#### [What is expected]
Go to the line that contains "Can you find the chrome" and extract it along with every line after it, exactly, through the end of the data below.

(Excerpts from a dataset)
<<<<

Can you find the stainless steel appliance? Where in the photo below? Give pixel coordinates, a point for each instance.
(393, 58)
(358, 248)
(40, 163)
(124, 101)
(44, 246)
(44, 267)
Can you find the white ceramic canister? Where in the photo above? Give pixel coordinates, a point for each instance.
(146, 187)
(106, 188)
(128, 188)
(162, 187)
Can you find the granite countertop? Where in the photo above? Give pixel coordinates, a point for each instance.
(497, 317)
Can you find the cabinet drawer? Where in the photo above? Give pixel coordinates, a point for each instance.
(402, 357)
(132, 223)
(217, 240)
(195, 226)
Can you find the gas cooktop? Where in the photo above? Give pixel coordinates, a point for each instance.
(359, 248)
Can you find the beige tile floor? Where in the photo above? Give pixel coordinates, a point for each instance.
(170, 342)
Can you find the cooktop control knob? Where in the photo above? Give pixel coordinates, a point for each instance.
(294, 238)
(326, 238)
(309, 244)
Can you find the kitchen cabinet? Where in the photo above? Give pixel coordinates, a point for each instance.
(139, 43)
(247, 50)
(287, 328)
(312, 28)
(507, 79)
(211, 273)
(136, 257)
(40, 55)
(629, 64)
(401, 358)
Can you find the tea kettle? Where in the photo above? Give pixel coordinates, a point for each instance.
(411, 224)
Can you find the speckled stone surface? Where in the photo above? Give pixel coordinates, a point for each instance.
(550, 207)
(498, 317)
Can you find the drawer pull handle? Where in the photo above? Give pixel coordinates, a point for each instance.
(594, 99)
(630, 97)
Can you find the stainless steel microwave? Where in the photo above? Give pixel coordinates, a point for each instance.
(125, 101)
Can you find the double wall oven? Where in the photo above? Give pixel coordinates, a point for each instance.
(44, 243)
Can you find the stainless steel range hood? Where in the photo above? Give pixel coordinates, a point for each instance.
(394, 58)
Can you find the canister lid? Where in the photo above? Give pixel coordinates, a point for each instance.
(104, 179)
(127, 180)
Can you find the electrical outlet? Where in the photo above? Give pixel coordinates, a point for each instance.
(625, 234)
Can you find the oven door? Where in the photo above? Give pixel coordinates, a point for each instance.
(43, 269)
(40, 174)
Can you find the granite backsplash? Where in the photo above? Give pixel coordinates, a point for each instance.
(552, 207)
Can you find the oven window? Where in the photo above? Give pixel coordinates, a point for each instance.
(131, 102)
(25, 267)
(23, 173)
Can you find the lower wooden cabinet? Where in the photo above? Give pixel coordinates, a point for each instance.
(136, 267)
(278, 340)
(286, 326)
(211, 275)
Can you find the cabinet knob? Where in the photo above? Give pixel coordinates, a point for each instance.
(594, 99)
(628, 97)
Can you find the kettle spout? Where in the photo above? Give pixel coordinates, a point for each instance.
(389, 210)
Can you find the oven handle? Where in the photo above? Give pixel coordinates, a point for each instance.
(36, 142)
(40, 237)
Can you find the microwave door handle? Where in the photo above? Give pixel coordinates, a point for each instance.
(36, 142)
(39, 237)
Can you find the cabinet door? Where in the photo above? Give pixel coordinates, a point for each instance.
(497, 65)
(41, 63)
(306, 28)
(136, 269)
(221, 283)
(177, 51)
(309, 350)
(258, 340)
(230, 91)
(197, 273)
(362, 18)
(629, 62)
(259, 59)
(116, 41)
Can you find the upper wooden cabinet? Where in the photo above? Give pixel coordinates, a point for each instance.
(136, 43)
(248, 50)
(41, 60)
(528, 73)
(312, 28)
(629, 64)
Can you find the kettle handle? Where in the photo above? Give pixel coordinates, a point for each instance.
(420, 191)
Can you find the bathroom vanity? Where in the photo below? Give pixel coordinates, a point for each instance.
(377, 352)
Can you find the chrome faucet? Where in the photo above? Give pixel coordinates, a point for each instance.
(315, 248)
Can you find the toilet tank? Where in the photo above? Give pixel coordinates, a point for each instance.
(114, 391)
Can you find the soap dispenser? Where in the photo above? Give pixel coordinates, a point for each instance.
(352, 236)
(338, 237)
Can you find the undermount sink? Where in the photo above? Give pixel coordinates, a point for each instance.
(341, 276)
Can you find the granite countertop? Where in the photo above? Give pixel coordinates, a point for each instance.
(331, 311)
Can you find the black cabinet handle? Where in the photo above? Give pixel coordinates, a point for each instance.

>>>>

#### [Solved exercise]
Can you find the chrome faucet? Where in the photo above? Give pixel coordinates, a point for each instance.
(315, 248)
Can you find the toilet tank? Where in the photo above? Give pixel coordinates, a point for each instance.
(114, 391)
Can you find the soap dispenser? Where in the photo above? Give pixel coordinates, a point for each instance.
(352, 236)
(338, 237)
Can you find the undermount sink? Where in the photo above? Give pixel coordinates, a point for each instance.
(341, 276)
Can you find the granite countertop? Where in the photo above? Give pixel coordinates, a point for each instance.
(331, 311)
Can you find the black cabinet handle? Where in the photo above? Give pixel coordinates, a point for each instance.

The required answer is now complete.